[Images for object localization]
====================

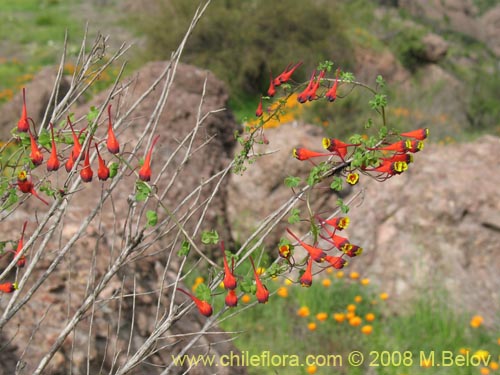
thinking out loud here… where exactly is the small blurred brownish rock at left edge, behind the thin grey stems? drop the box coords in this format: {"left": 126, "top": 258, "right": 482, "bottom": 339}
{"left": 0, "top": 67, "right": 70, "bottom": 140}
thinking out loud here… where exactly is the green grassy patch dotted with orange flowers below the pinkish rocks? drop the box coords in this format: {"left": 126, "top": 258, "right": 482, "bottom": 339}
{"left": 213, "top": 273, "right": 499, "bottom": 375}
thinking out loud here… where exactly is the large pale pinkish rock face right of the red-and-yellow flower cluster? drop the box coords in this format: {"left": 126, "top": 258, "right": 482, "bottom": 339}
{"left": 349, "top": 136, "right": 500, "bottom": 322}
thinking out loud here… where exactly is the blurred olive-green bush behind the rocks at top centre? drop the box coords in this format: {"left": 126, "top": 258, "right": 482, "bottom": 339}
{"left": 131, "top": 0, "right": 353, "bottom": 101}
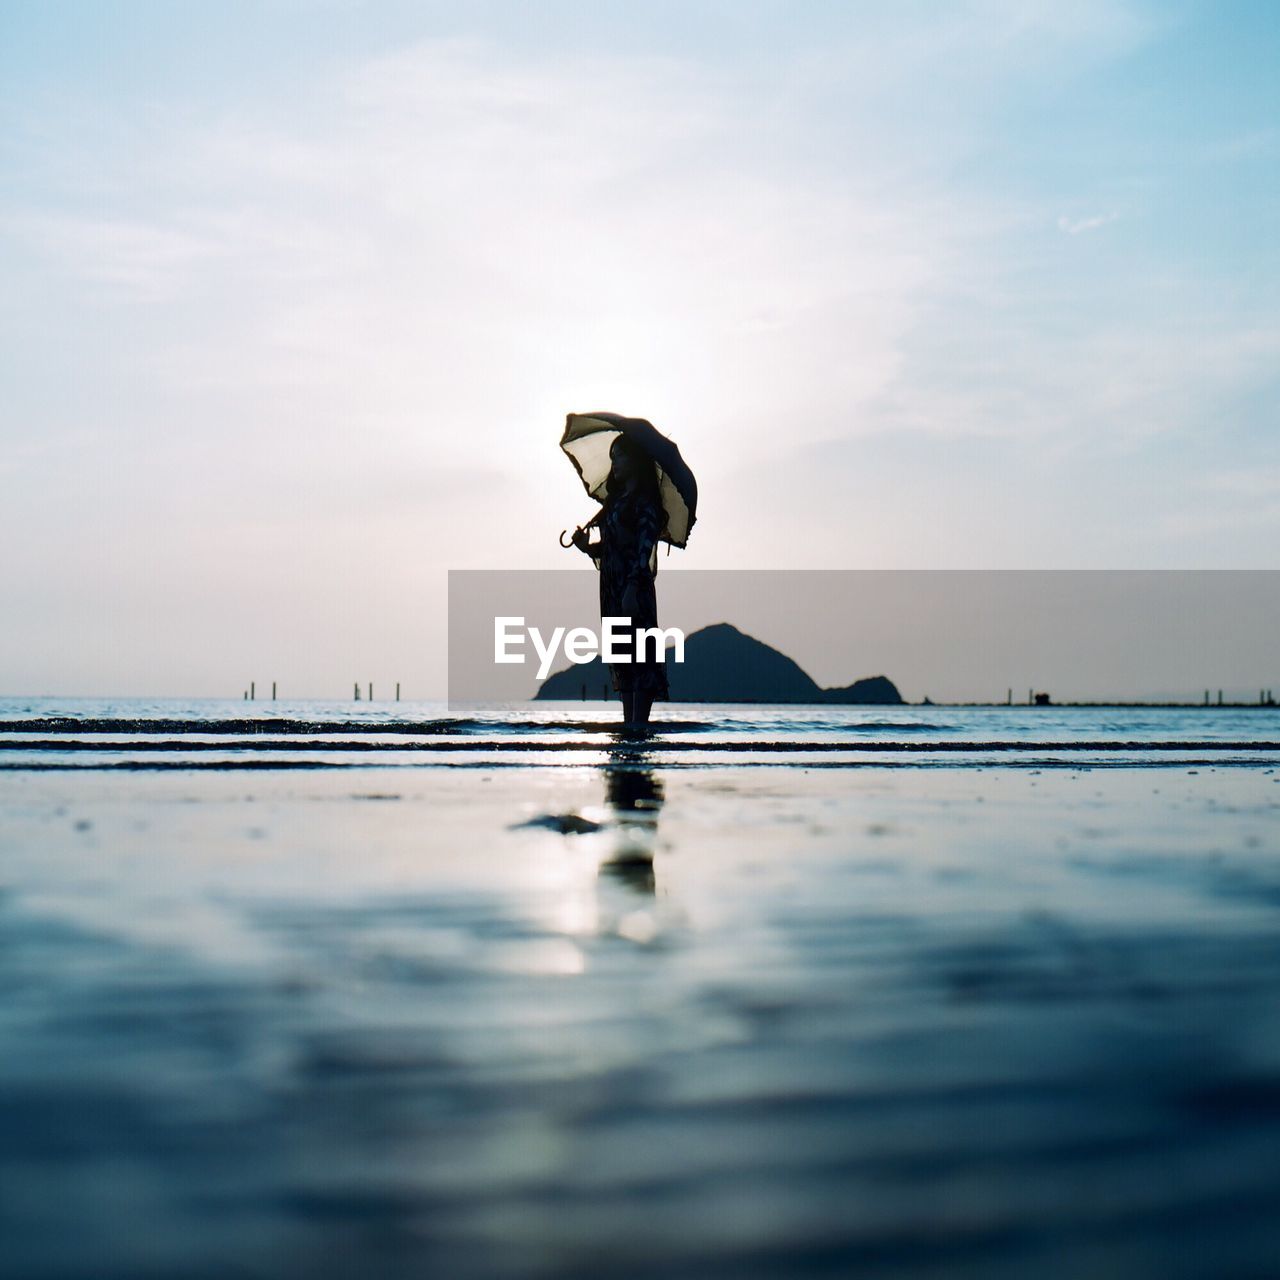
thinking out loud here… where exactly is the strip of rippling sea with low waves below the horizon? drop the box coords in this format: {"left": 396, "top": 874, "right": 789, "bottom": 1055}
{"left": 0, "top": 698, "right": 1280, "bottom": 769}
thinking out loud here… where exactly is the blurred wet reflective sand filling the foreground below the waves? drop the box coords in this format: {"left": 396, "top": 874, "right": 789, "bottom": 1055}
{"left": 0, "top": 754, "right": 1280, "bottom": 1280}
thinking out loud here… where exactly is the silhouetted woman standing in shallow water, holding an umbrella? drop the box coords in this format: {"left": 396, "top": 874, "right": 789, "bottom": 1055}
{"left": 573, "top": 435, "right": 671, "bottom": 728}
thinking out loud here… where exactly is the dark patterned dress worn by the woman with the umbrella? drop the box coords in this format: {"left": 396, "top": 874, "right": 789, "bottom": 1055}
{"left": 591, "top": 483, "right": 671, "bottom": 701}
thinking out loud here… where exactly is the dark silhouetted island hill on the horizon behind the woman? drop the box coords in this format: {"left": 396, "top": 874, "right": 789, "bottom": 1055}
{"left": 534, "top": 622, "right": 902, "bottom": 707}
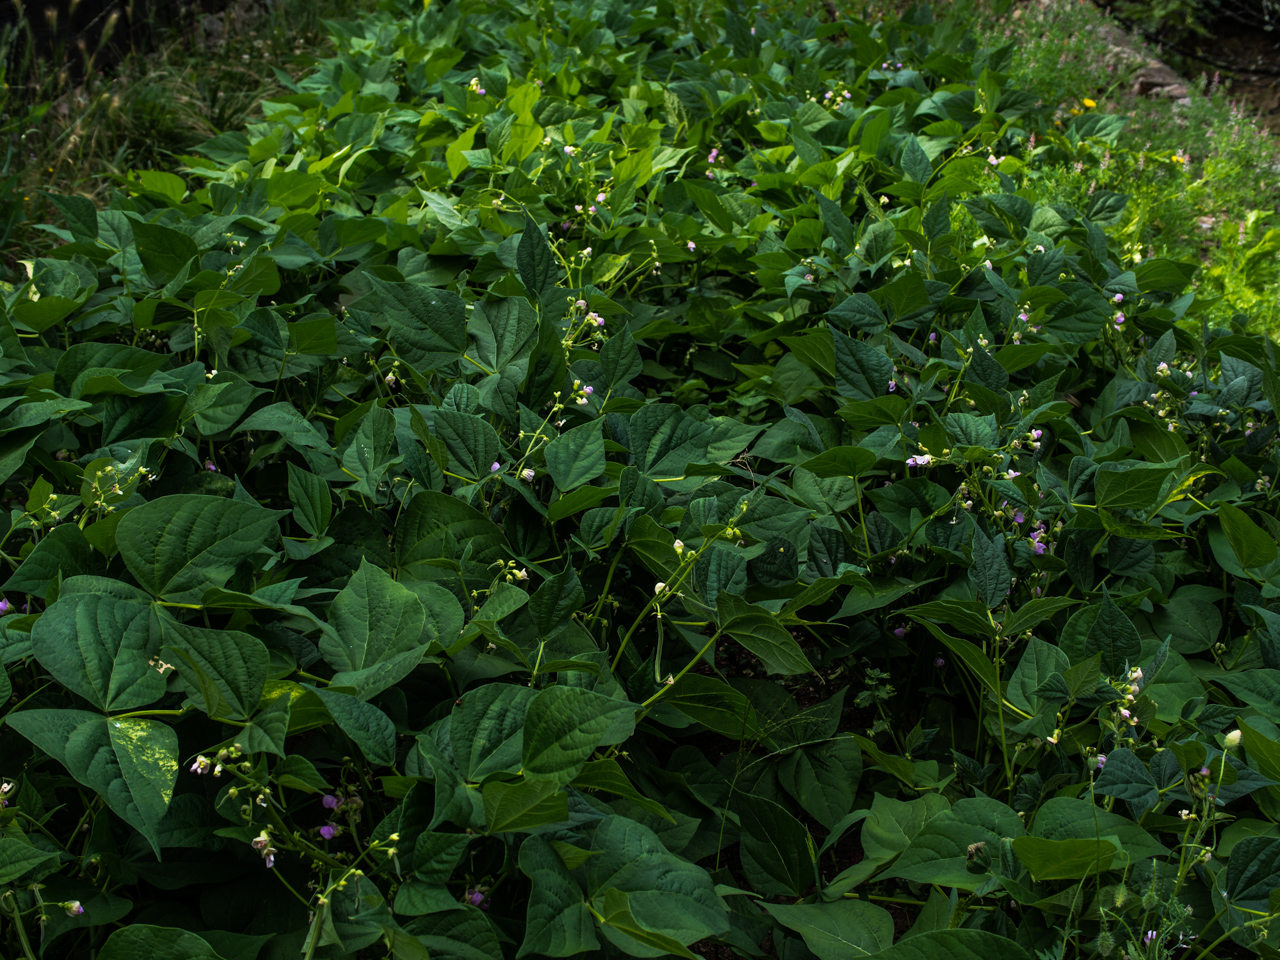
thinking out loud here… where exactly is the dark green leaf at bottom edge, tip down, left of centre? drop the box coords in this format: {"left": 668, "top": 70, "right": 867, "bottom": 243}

====================

### EXERCISE INSTRUCTIONS:
Only the lines from the one containing "thinking out loud here… where exactly is the dark silhouetted" through the last line of the entries, both included, should be repeated exactly, and the pictures should be left out.

### OUTPUT OF THE EXERCISE:
thinking out loud here… where exactly is the dark silhouetted island hill on the horizon behind the woman? drop the box coords in this format: {"left": 396, "top": 874, "right": 789, "bottom": 1055}
{"left": 534, "top": 622, "right": 902, "bottom": 707}
thinking out loud here… where exactly is the dark green leaf at bottom edge, tip down, left of centre? drop the box coords in this format: {"left": 668, "top": 70, "right": 867, "bottom": 243}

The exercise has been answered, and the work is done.